**YANG HARUS DIKERJAKAN:**
1: Ambil dari teks tentang versioning dan provenance dokumentasi bagian persis yang dimulai dengan "Prompt template adalah" dan terus sampai "bergantung pada model.".
2: Tentukan apakah setiap pernyataan berikut sesuai dengan teks tentang versioning dan provenance dokumentasi. Jawab ya atau tidak, lalu kutip kata-kata penentunya dari teks itu.
(a) Claim-level provenance disebut paling kuat sekaligus paling mahal.
(b) Menurut teks itu, output LLM selalu deterministic selama metadata model dicatat.
(c) Section-level provenance membantu regeneration parsial.
3: Tolong lanjutkan teks tentang versioning dan provenance dokumentasi mulai setelah kalimat terakhir yang tertera.

**TEKS YANG DIKAJI:**
- - - - -

Docs version bisa mengikuti release produk.

docs/v1/
docs/v2/

Atau mengikuti branch.

main docs
release/2.x docs

6.3 Generator Version

Jika generator berubah, output bisa berubah meskipun source sama.

generator:
  name: ai-docs-km-cli
  version: 0.4.0

6.4 Prompt Template Version

Prompt template adalah code juga.

template:
  id: tutorial-page
  version: 2.1.0

Kalau template berubah, docs mungkin perlu regenerate.

6.5 Model Version

LLM output bergantung pada model.

model:
  provider: example-provider
  name: example-model

Untuk audit, metadata ini penting. Untuk reproducibility penuh, LLM tetap tidak selalu deterministic, tetapi metadata membantu menjelaskan perubahan.

7. Provenance Model

Provenance adalah informasi tentang asal-usul artifact.

Dalam sistem ini, provenance bukan fitur tambahan. Ia fondasi trust.

7.1 Page-level Provenance

Contoh:

page: docs/getting-started/quickstart.mdx
sources:
  - README.md
  - package.json
  - src/cli/index.ts
sourceRevision: 3f4a2c9
generatedAt: 2026-07-04T10:30:00Z
generatorVersion: 0.4.0
contextBundle: .aidocs/contexts/quickstart.prompt.md
verificationReport: .aidocs/reports/quickstart.verify.json

7.2 Section-level Provenance

Lebih detail:

<!-- ai-docs:start section="Installation" sources="package.json,README.md" -->
## Installation

Install the CLI using the package manager configured for this repository.
<!-- ai-docs:end -->

Section-level provenance membantu regeneration parsial.

7.3 Claim-level Provenance

Paling kuat tetapi paling mahal.

Contoh:

{
  "claim": "The CLI supports `scan`, `context`, `plan`, and `generate` commands.",
  "sources": [
    { "path": "src/cli/index.ts", "lines": [12, 48] }
  ]
}

Claim-level provenance cocok untuk enterprise/high-trust docs, tetapi MVP bisa mulai dari page/section-level.

8. Public Docs vs Internal Knowledge Graph

Public docs dan internal graph punya bentuk berbeda.

8.1 Public Docs

Public docs harus:

linear;
polished;
audience-aware;
stable;
minimal noise;
mudah dinavigasi;
tidak membocorkan detail internal yang tidak perlu.

Contoh struktur public docs:

Overview
Getting Started
Concepts
Guides
API Reference
Troubleshooting

8.2 Internal Knowledge Graph

Internal graph harus:

connected;
exploratory;
detail-rich;
boleh berisi open question;
bisa mencatat historical reason;
bisa menghubungkan source, decision, module, incident, dan issue.

- - - - -

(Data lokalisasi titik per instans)
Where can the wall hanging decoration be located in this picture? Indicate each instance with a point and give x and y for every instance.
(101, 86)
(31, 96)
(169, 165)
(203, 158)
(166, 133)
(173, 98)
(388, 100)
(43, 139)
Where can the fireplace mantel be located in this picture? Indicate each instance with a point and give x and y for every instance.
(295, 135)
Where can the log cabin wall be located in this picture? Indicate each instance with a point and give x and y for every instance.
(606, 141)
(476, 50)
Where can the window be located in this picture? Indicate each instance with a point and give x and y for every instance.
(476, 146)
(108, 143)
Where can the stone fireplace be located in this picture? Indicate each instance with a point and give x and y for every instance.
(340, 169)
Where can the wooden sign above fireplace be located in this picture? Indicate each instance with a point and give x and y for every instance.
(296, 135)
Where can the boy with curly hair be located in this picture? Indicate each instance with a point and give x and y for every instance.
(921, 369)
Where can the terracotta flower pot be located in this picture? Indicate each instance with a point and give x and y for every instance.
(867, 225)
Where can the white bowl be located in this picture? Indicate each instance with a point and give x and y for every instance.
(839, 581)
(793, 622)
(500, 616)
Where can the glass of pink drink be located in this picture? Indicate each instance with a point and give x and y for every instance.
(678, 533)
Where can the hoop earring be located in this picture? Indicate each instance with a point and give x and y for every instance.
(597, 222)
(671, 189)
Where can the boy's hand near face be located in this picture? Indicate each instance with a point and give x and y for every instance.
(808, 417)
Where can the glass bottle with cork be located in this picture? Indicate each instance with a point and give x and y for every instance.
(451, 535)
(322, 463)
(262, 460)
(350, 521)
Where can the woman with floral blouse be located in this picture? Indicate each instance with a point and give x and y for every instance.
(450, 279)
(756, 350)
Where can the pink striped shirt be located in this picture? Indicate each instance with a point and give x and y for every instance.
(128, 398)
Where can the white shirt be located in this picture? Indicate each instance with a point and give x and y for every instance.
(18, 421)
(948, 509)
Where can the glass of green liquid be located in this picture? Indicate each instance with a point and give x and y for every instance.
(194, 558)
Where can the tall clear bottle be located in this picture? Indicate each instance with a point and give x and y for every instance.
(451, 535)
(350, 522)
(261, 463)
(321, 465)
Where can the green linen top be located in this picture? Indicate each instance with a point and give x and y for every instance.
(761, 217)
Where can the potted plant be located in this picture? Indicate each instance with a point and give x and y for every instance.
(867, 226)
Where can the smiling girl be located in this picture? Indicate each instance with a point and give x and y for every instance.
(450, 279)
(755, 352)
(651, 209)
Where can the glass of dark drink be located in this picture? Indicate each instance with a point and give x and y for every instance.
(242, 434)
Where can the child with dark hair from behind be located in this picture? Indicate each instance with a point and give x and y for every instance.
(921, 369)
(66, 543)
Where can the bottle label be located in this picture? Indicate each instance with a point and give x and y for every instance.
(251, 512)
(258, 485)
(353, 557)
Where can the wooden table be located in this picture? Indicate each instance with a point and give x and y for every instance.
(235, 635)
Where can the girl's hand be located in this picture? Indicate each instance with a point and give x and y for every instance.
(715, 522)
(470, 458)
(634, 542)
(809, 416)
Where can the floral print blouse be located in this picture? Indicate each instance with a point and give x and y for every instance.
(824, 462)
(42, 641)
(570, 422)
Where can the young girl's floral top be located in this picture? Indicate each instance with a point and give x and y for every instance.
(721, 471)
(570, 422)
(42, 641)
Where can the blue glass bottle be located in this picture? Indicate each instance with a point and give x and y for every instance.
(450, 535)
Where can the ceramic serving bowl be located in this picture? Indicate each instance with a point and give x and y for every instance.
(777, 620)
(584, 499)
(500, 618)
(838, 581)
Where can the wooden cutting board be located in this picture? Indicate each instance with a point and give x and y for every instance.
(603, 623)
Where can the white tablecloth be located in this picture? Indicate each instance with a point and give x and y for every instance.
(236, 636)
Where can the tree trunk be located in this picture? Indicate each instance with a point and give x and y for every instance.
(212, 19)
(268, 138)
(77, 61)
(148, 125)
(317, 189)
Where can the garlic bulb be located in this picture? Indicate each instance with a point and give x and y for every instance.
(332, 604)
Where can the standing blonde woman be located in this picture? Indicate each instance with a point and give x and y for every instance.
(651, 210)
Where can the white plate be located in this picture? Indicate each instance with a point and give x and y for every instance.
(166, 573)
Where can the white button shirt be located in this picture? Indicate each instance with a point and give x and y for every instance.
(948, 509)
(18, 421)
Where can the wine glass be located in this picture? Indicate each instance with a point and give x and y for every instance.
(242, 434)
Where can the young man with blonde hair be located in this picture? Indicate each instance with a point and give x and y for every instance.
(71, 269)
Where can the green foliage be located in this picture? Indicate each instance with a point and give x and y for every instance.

- - - - -

**HASIL TIAP TUGAS:**
1:
Prompt template adalah code juga.

template:
  id: tutorial-page
  version: 2.1.0

Kalau template berubah, docs mungkin perlu regenerate.

6.5 Model Version

LLM output bergantung pada model.

2:
(a) Ya: "Paling kuat tetapi paling mahal."
(b) Tidak: "LLM tetap tidak selalu deterministic"
(c) Ya: "Section-level provenance membantu regeneration parsial."

3:
Contoh struktur graph:

[[Context Compiler]]
  -> [[Prompt Bundle]]
  -> [[Token Budget]]
  -> [[Relevance Ranking]]
  -> [[Doc Drift Detection]]

8.3 Jangan Memaksa Satu Format untuk Semua

Kesalahan desain:

Semua knowledge harus menjadi docs page.

Akibatnya public docs penuh noise.

Kesalahan lain:

Semua docs cukup menjadi graph notes.

Akibatnya user eksternal tidak punya learning path yang jelas.

Sistem kita harus mendukung dua output:

MDX docs for readers
Graph notes for knowledge workers

9. MDX sebagai Docs Artifact

MDX cocok untuk public docs karena:

Markdown-compatible;
bisa punya frontmatter;
bisa memakai komponen;
bisa menyisipkan code block;
bisa menyisipkan Mermaid;
bisa dipakai oleh banyak static docs framework modern.

Namun MDX juga punya risiko:

syntax bisa rusak;
komponen bisa tidak tersedia;
expression JSX bisa berbahaya kalau tidak dibatasi;
generated code fence bisa invalid;
frontmatter bisa tidak konsisten.

Karena itu authoring engine harus punya output discipline.

9.1 Frontmatter Standard

Kita akan memakai frontmatter seperti ini:

---
title: Page Title
description: Short page description
series: learn-ai-docs-km-cli
seriesTitle: Build From Scratch: Mintlify-like AI-driven Documentation Generator CLI with Code2Prompt and Open-source Knowledge Management
order: 4
partTitle: Docs-as-Code and Knowledge-as-Code
tags:
- ai-docs
- docs-as-code
date: 2026-07-04
---

Catatan: contoh user memakai enam dash pembuka ------ dan tiga dash penutup ---. Dalam seri ini kita mengikuti format tersebut sesuai permintaan.

9.2 Generated Block Markers

Untuk melindungi human edit:

<!-- ai-docs:start id="install" sources="package.json README.md" -->
## Installation
...
<!-- ai-docs:end -->

Rules:

generator hanya boleh mengubah blok yang ia miliki;
human-owned section tidak disentuh;
jika source berubah, blok bisa ditandai dirty;
reviewer bisa mengunci blok.

10. Logseq-compatible Knowledge Artifact

Logseq menggunakan model outliner dan graph notes. Ia cocok untuk knowledge-as-code karena Markdown/Org-mode bisa disimpan di filesystem dan di-version-control.

Kita tidak perlu bergantung pada internal database Logseq. Untuk integrasi awal, cukup hasilkan Markdown yang bisa dibaca Logseq.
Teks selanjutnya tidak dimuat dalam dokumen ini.